In 1999, when I was 19 years old, I was arrested and charged with first degree murder, several counts of attempted murder, attempted robbery, and several counts of criminal use of a weapon. I was convicted of first degree assault and third degree weapons possession, and was sentenced to 12 years in prison in 2002.

Twelve years later, 17-year old Gakirah Barnes, known on twitter as @tyquanassassin, was gunned down by a barrage of bullets in Chicago’s West Woodlawn neighborhood on Good Friday 2014.  Gakirah, also known as K I, was said to have been apart of a younger branch of the Gangster Disciples called the STL-EBT crew. Gakirah was said to have been responsible for the death of rival gang members from a nearby housing project.

She had a 13-year old play brother, Tyquan Tyler, who was killed by a stray bullet in 2012. Hence, the twitter name @tyquannassassin in memory of his life. Gakirah’s twin brother saw his best friend murdered in 2011, and her father was also shot to death on Easter Sunday when she was only a year old; his burial plot lies nearby her grave. So by the age of 17, Gakirah had lived through the murder of two family members and at least one family friend. Gakirah’s murder was just one of five gun-related murders in Chicago over the 2014 Easter weekend, and one of a total 41 city shootings during the same period.

Expressing a warped sense of relief, Gakirah’s mother told a reporter, “At least I don’t have to constantly worry about what’s going to happen to her out on the street no more.”

A week before her murder Gakirah was equally dire, tweeting: “I Do Wat I Do Cuz I Kno God Got a day 4 me.”

The cynic might deduce that her ominous feelings were brought on by the lifestyle that she championed. Her twitter profile picture shows pointing her finger in the form of a gun, and her profile has written in all caps, “PAID SHOOTA,” implying that she might be a killer for hire, supported by the twitter handle, @TyquanAssassin (emphasis added).

★ ★ ★ ★ ★ ★ ★

▶ _GIVEN PROBLEM A_
Reproduce the passage about Gakirah Barnes in full, word for word.
▶ _GIVEN PROBLEM B_
Find every line in the records that contains the word "patch", and copy each of those lines.
The passage and the records have nothing to do with each other.

(Image point labeling entries)
★ ★ ★ ★ ★ ★ ★

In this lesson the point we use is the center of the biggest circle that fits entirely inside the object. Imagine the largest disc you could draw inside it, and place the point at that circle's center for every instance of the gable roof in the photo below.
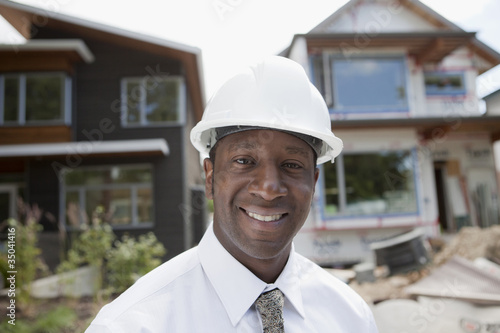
(432, 44)
(415, 6)
(23, 18)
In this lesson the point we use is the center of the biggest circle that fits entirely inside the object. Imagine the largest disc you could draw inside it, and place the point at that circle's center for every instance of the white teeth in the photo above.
(265, 218)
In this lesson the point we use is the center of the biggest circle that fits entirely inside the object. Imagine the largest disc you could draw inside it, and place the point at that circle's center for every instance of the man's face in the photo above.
(262, 185)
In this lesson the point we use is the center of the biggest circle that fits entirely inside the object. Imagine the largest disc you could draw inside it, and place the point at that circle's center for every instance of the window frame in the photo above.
(436, 92)
(21, 107)
(143, 83)
(83, 189)
(330, 92)
(340, 169)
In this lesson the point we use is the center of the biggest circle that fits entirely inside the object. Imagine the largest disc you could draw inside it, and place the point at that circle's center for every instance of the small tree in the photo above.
(130, 259)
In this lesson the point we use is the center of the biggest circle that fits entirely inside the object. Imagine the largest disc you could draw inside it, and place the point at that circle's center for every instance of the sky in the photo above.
(234, 33)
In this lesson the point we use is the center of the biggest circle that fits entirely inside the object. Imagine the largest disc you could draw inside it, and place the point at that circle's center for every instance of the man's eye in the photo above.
(292, 165)
(242, 161)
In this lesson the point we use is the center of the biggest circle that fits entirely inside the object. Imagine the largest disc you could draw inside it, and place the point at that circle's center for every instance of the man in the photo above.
(264, 132)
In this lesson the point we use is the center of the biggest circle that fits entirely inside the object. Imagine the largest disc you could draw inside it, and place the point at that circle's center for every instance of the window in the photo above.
(370, 184)
(34, 98)
(360, 84)
(444, 83)
(152, 101)
(123, 193)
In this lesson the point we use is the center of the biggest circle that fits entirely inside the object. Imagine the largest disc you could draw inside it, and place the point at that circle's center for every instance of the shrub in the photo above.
(131, 259)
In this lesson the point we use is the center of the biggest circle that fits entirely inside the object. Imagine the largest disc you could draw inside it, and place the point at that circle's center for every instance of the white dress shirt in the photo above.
(206, 290)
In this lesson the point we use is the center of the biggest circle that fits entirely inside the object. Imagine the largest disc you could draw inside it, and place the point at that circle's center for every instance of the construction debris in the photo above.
(471, 243)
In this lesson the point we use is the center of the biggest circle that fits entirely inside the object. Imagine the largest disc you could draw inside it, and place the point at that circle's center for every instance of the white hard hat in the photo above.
(277, 94)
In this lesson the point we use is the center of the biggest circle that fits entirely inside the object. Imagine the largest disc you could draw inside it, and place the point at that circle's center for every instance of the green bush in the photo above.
(119, 265)
(131, 259)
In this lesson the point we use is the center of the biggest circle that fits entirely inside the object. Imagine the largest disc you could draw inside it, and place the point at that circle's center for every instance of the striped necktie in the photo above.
(270, 306)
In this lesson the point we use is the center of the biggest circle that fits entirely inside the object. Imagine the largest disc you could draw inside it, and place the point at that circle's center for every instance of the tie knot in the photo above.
(270, 306)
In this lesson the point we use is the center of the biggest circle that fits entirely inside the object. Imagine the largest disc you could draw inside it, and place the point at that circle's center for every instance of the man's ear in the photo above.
(209, 177)
(316, 176)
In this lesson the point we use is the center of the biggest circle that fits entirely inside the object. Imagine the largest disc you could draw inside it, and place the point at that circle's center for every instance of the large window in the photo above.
(370, 184)
(152, 101)
(123, 193)
(34, 98)
(362, 84)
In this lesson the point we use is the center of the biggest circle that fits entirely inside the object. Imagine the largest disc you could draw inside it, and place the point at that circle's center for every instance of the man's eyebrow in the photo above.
(242, 145)
(298, 150)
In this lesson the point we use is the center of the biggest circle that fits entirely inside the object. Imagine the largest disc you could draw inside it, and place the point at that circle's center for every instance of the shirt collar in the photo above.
(239, 289)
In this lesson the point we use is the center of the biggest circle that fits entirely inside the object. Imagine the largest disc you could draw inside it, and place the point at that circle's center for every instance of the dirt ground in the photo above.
(469, 243)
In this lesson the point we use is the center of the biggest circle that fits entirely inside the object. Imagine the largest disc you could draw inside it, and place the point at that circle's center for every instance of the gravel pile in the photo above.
(472, 243)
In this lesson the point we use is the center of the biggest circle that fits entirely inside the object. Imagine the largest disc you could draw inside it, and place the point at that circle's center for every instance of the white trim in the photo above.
(21, 111)
(77, 45)
(85, 148)
(67, 99)
(58, 16)
(2, 98)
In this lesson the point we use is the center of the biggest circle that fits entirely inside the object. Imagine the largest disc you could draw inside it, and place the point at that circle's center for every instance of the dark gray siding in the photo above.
(96, 101)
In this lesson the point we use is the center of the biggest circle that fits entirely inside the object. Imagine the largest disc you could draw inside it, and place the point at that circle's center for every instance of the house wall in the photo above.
(493, 104)
(96, 117)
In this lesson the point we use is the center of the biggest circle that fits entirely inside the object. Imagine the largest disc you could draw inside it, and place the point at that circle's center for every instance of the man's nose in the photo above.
(267, 182)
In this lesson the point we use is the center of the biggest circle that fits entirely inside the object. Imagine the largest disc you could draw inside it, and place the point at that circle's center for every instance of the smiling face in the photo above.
(262, 185)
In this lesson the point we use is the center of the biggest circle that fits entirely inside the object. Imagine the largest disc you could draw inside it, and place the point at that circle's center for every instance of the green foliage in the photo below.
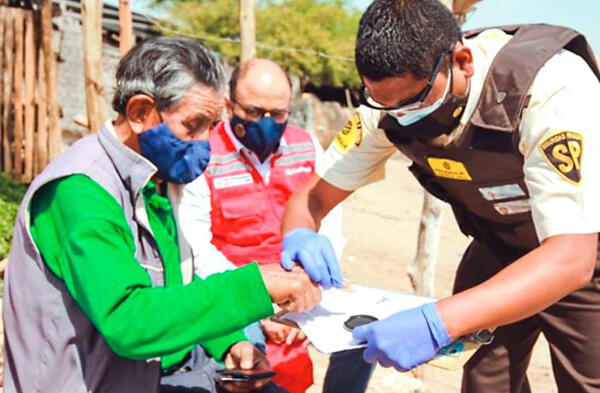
(11, 193)
(323, 26)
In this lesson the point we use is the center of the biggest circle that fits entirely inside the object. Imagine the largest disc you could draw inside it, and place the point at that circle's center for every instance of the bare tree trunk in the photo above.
(247, 30)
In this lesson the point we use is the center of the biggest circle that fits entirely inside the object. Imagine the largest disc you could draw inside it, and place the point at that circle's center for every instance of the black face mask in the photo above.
(441, 121)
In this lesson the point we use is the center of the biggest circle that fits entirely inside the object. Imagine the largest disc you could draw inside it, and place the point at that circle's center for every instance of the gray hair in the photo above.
(165, 68)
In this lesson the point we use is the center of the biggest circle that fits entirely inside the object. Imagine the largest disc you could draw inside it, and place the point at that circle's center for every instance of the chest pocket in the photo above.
(243, 219)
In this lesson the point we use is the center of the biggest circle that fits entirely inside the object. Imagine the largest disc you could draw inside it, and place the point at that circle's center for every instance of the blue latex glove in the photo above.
(315, 253)
(404, 340)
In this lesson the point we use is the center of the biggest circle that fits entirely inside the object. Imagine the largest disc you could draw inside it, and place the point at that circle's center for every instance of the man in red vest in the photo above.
(231, 215)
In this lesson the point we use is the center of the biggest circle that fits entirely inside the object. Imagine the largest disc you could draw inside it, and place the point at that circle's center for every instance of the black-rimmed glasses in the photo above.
(255, 113)
(416, 100)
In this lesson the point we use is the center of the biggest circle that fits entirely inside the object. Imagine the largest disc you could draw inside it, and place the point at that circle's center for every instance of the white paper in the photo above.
(324, 323)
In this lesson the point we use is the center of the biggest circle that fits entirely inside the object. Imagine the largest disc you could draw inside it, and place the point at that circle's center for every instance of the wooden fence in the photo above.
(29, 131)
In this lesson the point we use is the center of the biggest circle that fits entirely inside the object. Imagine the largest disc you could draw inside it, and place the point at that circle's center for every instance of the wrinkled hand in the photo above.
(246, 356)
(292, 291)
(404, 340)
(316, 255)
(280, 333)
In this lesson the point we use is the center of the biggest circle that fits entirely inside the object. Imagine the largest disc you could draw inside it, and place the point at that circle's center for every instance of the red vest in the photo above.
(245, 212)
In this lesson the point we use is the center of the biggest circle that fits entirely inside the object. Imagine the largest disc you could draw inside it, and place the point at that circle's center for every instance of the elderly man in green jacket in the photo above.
(99, 294)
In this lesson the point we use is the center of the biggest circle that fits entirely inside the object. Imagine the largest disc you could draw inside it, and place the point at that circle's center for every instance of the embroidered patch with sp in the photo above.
(350, 135)
(504, 191)
(563, 151)
(449, 169)
(232, 181)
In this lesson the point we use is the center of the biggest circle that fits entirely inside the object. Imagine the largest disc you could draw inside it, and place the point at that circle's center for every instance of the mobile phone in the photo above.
(241, 375)
(358, 320)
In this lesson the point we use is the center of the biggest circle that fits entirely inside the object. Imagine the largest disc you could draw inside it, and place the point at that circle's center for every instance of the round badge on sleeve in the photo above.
(350, 135)
(563, 151)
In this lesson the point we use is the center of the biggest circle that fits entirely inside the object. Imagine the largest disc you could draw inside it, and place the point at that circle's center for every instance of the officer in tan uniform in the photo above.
(502, 124)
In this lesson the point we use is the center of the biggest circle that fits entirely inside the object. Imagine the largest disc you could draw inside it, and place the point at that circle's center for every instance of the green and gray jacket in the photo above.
(96, 315)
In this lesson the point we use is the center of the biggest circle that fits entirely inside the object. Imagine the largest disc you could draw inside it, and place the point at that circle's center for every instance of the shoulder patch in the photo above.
(350, 135)
(563, 152)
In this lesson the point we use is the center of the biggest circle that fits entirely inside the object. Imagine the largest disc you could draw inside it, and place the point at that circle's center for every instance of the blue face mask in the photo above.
(177, 160)
(412, 116)
(262, 137)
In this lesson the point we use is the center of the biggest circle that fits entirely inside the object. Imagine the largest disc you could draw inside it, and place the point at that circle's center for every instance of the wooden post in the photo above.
(126, 38)
(18, 94)
(54, 130)
(9, 41)
(91, 20)
(30, 72)
(422, 270)
(42, 144)
(247, 30)
(3, 19)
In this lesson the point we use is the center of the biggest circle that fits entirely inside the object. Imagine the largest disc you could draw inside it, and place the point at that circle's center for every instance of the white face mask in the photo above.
(408, 117)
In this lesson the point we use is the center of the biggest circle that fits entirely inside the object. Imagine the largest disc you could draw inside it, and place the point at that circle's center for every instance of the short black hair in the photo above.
(165, 68)
(396, 37)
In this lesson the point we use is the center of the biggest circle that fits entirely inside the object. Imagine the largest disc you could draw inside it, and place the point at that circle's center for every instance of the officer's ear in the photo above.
(140, 113)
(462, 57)
(229, 108)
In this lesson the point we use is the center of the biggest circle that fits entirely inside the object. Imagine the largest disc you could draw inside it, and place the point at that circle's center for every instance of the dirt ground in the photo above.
(380, 224)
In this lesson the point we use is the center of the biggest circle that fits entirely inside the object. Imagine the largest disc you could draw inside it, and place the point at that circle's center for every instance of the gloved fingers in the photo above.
(333, 267)
(359, 334)
(310, 266)
(371, 354)
(286, 261)
(323, 270)
(386, 362)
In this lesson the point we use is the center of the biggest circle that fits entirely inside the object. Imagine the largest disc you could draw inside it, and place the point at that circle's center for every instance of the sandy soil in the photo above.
(380, 224)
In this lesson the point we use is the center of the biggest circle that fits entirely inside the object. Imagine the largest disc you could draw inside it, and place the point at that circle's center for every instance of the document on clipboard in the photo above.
(324, 323)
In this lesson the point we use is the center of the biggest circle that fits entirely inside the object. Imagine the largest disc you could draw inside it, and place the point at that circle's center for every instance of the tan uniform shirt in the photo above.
(565, 102)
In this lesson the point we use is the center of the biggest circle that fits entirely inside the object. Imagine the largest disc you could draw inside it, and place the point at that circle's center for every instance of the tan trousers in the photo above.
(571, 326)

★ ★ ★ ★ ★ ★ ★

▶ _EXPECTED OUTPUT A_
In 1999, when I was 19 years old, I was arrested and charged with first degree murder, several counts of attempted murder, attempted robbery, and several counts of criminal use of a weapon. I was convicted of first degree assault and third degree weapons possession, and was sentenced to 12 years in prison in 2002.

Twelve years later, 17-year old Gakirah Barnes, known on twitter as @tyquanassassin, was gunned down by a barrage of bullets in Chicago’s West Woodlawn neighborhood on Good Friday 2014.  Gakirah, also known as K I, was said to have been apart of a younger branch of the Gangster Disciples called the STL-EBT crew. Gakirah was said to have been responsible for the death of rival gang members from a nearby housing project.

She had a 13-year old play brother, Tyquan Tyler, who was killed by a stray bullet in 2012. Hence, the twitter name @tyquannassassin in memory of his life. Gakirah’s twin brother saw his best friend murdered in 2011, and her father was also shot to death on Easter Sunday when she was only a year old; his burial plot lies nearby her grave. So by the age of 17, Gakirah had lived through the murder of two family members and at least one family friend. Gakirah’s murder was just one of five gun-related murders in Chicago over the 2014 Easter weekend, and one of a total 41 city shootings during the same period.

Expressing a warped sense of relief, Gakirah’s mother told a reporter, “At least I don’t have to constantly worry about what’s going to happen to her out on the street no more.”

A week before her murder Gakirah was equally dire, tweeting: “I Do Wat I Do Cuz I Kno God Got a day 4 me.”

The cynic might deduce that her ominous feelings were brought on by the lifestyle that she championed. Her twitter profile picture shows pointing her finger in the form of a gun, and her profile has written in all caps, “PAID SHOOTA,” implying that she might be a killer for hire, supported by the twitter handle, @TyquanAssassin (emphasis added).

▶ _EXPECTED OUTPUT B_
In this lesson the point we use is the center of the biggest circle that fits entirely inside the object. Imagine the largest disc you could draw inside it, and place the point at that circle's center for every instance of the embroidered patch with sp in the photo above.
In this lesson the point we use is the center of the biggest circle that fits entirely inside the object. Imagine the largest disc you could draw inside it, and place the point at that circle's center for every instance of the shoulder patch in the photo above.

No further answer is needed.